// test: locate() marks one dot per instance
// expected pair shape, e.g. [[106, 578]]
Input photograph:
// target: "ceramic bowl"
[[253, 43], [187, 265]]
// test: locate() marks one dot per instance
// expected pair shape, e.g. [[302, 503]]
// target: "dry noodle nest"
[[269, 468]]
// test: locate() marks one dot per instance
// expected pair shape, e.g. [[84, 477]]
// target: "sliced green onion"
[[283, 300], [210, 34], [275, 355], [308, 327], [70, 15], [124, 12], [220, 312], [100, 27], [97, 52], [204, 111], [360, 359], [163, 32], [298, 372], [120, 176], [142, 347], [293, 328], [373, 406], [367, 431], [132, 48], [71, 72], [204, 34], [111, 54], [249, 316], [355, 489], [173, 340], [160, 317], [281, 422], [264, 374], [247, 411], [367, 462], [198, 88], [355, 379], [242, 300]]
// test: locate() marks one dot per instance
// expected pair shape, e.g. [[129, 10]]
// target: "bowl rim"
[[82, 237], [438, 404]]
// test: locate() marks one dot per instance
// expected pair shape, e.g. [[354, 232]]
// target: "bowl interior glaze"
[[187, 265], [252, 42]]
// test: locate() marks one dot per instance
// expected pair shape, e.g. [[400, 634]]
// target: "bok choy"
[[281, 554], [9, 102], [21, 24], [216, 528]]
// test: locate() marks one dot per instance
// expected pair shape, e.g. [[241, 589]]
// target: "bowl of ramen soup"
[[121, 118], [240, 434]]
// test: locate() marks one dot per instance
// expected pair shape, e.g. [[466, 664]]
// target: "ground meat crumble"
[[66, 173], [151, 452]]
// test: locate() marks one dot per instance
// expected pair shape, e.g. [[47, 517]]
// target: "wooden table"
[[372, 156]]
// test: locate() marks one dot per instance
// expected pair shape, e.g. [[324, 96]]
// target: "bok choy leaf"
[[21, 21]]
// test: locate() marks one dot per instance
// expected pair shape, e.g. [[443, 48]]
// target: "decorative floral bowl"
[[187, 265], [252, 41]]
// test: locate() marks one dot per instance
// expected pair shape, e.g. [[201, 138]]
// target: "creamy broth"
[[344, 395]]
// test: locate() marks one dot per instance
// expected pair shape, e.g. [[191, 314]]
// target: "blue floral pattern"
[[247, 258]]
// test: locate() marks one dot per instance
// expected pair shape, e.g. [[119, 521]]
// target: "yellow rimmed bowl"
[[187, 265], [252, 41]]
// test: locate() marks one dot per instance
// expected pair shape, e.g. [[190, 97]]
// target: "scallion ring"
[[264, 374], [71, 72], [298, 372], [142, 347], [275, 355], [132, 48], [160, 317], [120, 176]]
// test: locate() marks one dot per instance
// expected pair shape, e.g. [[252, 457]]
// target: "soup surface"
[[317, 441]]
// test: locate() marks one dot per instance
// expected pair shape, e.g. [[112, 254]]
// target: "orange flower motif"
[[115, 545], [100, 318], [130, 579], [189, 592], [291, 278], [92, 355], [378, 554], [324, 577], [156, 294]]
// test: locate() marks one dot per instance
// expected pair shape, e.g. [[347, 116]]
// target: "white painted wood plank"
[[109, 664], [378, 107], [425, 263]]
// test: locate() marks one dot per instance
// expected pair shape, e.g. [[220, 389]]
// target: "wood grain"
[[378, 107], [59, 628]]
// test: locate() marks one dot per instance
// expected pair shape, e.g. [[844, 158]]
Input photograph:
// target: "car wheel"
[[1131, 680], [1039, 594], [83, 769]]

* _GIVEN INSTRUCTION_
Reproduce all data above, unchanged.

* _EXERCISE SOLUTION_
// test: locate() marks one dot per instance
// expected pair shape, e.g. [[106, 578]]
Input photograph:
// target: "ceramic bowl"
[[253, 43], [187, 265]]
// test: locate() marks one dot per instance
// expected pair shape, e.g. [[302, 503]]
// target: "dry noodle nest"
[[269, 468]]
// test: locate() marks one dot per instance
// expected pair shape, e.g. [[84, 477]]
// target: "sliced green onion"
[[283, 300], [210, 34], [275, 355], [308, 327], [70, 15], [124, 12], [220, 312], [100, 27], [97, 52], [204, 111], [360, 359], [163, 32], [298, 372], [120, 176], [142, 347], [293, 328], [373, 406], [367, 431], [132, 48], [71, 72], [204, 34], [111, 54], [249, 316], [355, 489], [173, 340], [160, 317], [281, 422], [264, 374], [247, 411], [367, 462], [198, 88], [355, 379], [242, 300]]
// test: locate() marks one dot per instance
// expected pair shape, e.g. [[129, 10]]
// target: "bowl rim"
[[82, 237], [438, 404]]
// test: locate() marks one dot per instance
// expected pair shape, e.g. [[354, 232]]
// target: "bowl interior glaze"
[[187, 265], [252, 42]]
// test: locate() marks one dot per instance
// expected pair shape, e.g. [[400, 634]]
// target: "bok choy"
[[281, 554], [9, 102], [21, 24], [216, 528]]
// test: locate() marks one dot per instance
// expected pair shape, e.g. [[241, 589]]
// target: "bowl of ramen soup"
[[121, 118], [240, 434]]
// test: locate() marks one dot per instance
// expected pair shape, e.g. [[466, 664]]
// target: "ground meat crumble"
[[66, 173], [151, 452]]
// test: locate() marks one dot per instance
// expected pair shape, e.g. [[47, 517]]
// target: "wooden table"
[[372, 156]]
// test: locate() marks one dot per instance
// expected pair shape, e.g. [[324, 96]]
// target: "bok choy leaf"
[[21, 21]]
// test: locate() marks one dot per instance
// expected pair shape, e.g. [[443, 48]]
// target: "decorative floral bowl"
[[187, 265], [252, 41]]
// test: locate() marks one dot per instance
// expected pair shape, e.g. [[201, 138]]
// target: "creamy broth"
[[344, 395]]
// test: locate() marks one dot per instance
// expected pair shape, e.g. [[191, 314]]
// target: "blue floral pattern"
[[247, 258]]
// test: locate() marks one dot per instance
// expected pair shape, e.g. [[119, 521]]
// target: "yellow rimmed bowl"
[[187, 265], [252, 41]]
// test: locate() marks one dot per instance
// expected pair shape, e.g. [[190, 97]]
// target: "scallion ring"
[[264, 374], [71, 72], [298, 372], [142, 347], [275, 355], [132, 48], [160, 317], [120, 176]]
// test: locate() marks one dot per instance
// expected pair shape, e.g. [[252, 457]]
// target: "soup surface"
[[317, 441]]
// test: locate() marks one dot per instance
// expected pair shape, e.g. [[112, 254]]
// target: "orange flower motif"
[[115, 545], [100, 318], [130, 579], [189, 592], [291, 278], [92, 355], [378, 554], [324, 577], [156, 294]]
// test: locate() marks one dot per instance
// expected pair shape, e.g. [[347, 116]]
// target: "white painted wood plank"
[[109, 664], [378, 107], [425, 263]]
// test: locate() marks one dot per instance
// expected pair shape, e.g. [[220, 389]]
// target: "wood grain"
[[378, 107], [59, 628]]
// test: locate() marks one dot per instance
// expected pair shape, e.g. [[844, 158]]
Input photograph:
// target: "car wheel"
[[1131, 680], [1039, 594], [83, 769]]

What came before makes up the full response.